[Extract]
— Start —
By Dom Nozzi
I joined a bicycling and walking board of directors in 2008 because I was no longer able to tolerate the annual carnage of bicyclists and pedestrians killed on roads throughout the nation. For example, in 2007, 698 bicyclists were killed and 43,000 were injured in traffic crashes in America. That same year, 4,654 pedestrians were killed and 70,000 were injured in traffic crashes.
I joined the board because I am impatient with how bicycle and pedestrian advocacy organizations have muddled along without showing any meaningful progress with regard to their two prime objectives: Growing the number of bicyclists and pedestrians, and dramatically improving bicyclist and pedestrian safety.
I joined the board because I presume that bicycling and walking organizations are interested in showing the courage, wisdom and leadership to break out of this unfortunate pattern of having very little to show for its efforts to grow bicyclists and pedestrians, or improve their safety. To take measures that are effective in achieving larger numbers of bicyclists and pedestrians, and substantially improving their safety.
With that introduction to what I have to say below, I humbly suggest the following recommendations:
Four Important Conclusions
I have a master’s degree in city planning. My master’s thesis was bicycle transportation. In addition, I have been a daily bicycle commuter in several cities for over 30 years.
— End —
[Data segment]
— Start —
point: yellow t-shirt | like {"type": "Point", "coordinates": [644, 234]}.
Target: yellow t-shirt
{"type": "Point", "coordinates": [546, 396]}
— End —
[Description of the task] Carry the essay on bicycle and pedestrian advocacy forward from its last sentence.

[Output of the exercise]
I have realized four important things in recent years with regard to bicycling and walking:
1. That true safety for bicyclists comes from low-speed street design (I’ve long known this), and Safety in Numbers (SiN). Recent studies have shown the effectiveness of SiN as a safety tactic (see citation below and links at end of this essay).
2. That nearly all state and local bicycle advocacy groups are undercutting their (presumably) prime objective of recruiting new bicyclists by obsessively, aggressively pushing bike helmet use.
3. That SiN is perhaps one of the most effective ways to achieve increased bicyclist safety, which means that bicycle advocates must start identifying and deploying the most effective bicyclist recruitment tactics to improve safety. Later in this essay, I provide my own personal list of what I believe are such tactics.
4. That large numbers of bicyclists effectively create a virtuous cycle: Lots of bicyclists means much safer bicycling conditions. The improved safety due to the large numbers of bicyclists sends the message that bicycling is safe (many who say they don’t bicycle say so because biking is thought to be too dangerous). And with large numbers of bicyclists, bicycling seems normal, not weird. These factors, in turn, recruit non-bicyclists—who formerly feared bicycling dangers and worried about looking weird—to start bicycling. Which adds more bicyclists to the community. Which makes bicycling safer and more normalized. And so on…
Of course, an additional, important benefit of successfully recruiting and maintaining large numbers of bicyclists in a community is that doing so inevitably sets in motion the political will to improve bicycling and walking conditions in the community transportation system—in particular, by slowing and narrowing streets, and creating more bicycle lanes, sidewalks, paths, and connectors.
Effective and Essential Tactics to Recruit New Bicyclists (and Pedestrians)
In my humble opinion, this is a list of the most effective and essential tactics to induce bicycling & walking, roughly in order of effectiveness…
• Scarce & priced car parking
• Proximity (via mixed use and higher residential densities)
• Relatively high gas prices (via a gas tax)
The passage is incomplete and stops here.